Extracted data entries:
==========
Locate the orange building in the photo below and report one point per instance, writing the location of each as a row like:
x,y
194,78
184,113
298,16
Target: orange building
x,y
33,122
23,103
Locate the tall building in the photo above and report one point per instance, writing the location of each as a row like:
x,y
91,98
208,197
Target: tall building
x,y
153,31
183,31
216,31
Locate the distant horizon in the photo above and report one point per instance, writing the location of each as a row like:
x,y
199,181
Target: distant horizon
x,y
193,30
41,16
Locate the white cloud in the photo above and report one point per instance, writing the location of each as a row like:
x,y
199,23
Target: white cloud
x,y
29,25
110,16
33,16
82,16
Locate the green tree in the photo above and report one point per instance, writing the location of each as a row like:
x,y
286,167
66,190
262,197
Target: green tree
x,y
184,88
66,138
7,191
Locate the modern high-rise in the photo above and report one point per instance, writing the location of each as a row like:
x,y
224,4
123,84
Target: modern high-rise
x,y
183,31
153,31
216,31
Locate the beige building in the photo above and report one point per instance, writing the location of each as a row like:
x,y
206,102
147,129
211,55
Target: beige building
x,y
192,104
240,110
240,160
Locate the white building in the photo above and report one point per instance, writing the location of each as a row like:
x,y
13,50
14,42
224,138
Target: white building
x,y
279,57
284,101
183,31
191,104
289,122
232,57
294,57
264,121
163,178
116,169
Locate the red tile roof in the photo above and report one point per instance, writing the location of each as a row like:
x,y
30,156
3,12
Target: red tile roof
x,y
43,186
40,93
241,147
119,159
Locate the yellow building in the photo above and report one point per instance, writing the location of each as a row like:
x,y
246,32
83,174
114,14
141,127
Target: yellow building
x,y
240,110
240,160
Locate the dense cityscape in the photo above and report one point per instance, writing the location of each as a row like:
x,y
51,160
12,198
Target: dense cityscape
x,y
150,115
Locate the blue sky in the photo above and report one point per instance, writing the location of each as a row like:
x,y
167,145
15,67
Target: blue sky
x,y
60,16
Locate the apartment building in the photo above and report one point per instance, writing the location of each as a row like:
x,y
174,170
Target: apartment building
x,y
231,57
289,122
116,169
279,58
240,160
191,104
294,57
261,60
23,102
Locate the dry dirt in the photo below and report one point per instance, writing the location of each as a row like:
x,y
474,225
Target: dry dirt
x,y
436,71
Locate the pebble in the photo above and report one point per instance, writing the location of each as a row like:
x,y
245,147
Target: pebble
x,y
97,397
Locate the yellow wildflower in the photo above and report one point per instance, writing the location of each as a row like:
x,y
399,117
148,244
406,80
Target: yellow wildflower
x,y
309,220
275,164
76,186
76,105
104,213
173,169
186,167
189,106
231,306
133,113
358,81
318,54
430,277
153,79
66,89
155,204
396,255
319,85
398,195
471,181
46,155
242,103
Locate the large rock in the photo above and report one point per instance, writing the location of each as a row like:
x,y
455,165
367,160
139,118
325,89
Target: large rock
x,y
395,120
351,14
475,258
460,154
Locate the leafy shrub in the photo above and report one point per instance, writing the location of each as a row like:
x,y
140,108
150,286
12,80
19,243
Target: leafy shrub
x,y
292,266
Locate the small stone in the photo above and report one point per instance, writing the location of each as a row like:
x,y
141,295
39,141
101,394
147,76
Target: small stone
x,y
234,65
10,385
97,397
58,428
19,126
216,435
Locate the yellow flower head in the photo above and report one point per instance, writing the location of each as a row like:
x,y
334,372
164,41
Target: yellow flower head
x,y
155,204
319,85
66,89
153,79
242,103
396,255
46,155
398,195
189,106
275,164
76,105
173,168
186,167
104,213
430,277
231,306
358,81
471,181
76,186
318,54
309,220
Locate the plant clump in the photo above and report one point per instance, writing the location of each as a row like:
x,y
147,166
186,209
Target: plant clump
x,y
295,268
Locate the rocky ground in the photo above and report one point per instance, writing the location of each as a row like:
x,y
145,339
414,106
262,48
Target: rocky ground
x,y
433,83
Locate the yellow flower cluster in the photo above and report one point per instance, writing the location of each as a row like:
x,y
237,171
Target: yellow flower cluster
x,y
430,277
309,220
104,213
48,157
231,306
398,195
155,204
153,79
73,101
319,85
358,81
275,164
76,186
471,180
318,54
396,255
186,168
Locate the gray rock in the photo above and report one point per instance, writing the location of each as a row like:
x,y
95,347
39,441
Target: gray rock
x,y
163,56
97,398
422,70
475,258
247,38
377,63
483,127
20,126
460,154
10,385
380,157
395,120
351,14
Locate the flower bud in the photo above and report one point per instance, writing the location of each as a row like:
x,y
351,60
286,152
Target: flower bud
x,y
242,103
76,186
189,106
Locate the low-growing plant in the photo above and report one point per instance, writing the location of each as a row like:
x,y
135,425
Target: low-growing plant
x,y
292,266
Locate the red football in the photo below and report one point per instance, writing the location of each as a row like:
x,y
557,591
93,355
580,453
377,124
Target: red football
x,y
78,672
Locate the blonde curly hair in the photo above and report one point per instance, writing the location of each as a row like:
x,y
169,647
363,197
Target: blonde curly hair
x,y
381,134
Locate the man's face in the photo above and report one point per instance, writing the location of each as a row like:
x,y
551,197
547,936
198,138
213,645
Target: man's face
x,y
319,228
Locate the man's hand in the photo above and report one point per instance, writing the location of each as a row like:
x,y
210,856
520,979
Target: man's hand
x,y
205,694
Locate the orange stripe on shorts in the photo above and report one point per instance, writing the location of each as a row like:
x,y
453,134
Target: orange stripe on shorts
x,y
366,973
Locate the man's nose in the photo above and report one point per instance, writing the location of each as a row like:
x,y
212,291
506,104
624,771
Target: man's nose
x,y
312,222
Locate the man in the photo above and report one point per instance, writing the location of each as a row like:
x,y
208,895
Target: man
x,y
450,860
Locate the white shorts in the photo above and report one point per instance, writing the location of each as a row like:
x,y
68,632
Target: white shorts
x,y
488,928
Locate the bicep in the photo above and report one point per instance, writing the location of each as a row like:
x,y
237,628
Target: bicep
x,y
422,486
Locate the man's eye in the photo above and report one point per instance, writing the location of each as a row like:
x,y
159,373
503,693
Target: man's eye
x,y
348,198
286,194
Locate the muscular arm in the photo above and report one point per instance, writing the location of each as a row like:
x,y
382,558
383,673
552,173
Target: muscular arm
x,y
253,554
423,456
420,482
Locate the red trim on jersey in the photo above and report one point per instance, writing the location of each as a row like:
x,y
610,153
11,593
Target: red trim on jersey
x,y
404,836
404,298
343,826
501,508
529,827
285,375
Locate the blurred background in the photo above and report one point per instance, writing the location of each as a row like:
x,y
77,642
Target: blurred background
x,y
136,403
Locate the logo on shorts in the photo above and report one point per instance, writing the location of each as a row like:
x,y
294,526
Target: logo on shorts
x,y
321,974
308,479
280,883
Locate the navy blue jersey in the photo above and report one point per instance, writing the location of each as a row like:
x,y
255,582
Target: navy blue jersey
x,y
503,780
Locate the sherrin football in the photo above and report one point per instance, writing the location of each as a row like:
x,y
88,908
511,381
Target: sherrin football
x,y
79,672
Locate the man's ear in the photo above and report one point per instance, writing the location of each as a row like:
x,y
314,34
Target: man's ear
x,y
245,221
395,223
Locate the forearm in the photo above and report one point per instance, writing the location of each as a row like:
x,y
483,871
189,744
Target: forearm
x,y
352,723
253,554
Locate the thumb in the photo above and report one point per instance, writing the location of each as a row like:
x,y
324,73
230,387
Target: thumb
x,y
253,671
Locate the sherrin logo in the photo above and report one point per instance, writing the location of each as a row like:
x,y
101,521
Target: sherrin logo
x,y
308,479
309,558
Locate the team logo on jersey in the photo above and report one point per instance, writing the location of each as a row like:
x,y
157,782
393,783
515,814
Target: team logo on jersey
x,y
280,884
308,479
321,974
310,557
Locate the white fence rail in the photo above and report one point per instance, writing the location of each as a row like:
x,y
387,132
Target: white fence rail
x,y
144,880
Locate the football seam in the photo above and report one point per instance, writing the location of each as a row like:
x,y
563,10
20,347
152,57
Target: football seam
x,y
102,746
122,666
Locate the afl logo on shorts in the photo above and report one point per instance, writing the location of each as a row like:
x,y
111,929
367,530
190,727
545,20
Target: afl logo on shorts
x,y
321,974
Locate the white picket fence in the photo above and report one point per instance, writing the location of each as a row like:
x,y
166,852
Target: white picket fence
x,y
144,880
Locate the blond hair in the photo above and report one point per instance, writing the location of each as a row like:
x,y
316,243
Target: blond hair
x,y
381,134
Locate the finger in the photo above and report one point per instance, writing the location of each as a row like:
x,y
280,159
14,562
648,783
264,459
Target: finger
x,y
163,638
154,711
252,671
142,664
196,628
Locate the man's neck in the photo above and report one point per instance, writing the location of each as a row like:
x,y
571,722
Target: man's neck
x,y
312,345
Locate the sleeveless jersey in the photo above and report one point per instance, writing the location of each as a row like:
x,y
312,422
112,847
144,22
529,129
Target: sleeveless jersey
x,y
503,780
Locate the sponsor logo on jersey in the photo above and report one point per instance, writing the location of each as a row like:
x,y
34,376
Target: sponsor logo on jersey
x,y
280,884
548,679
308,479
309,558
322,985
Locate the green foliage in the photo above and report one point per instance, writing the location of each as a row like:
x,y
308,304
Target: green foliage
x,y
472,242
==========
## Goal of the exercise
Keep only the lines from the one containing "Locate the sleeveless" to the end of the entries, and repeat them exactly.

## Solved problem
Locate the sleeveless jersey in the photo above and report one point per instance, writing the location of each as a row like:
x,y
312,422
112,847
144,22
529,129
Target: sleeveless jersey
x,y
503,780
Locate the sponsor logo on jersey in the photo above and report one point per instance, writing the location of each as a row like:
x,y
34,376
Target: sponsor logo on jersey
x,y
280,884
548,679
308,479
309,558
322,985
Locate the green foliage in the photo above and report one point per instance, writing the location of each as a row like:
x,y
308,304
Target: green foliage
x,y
472,242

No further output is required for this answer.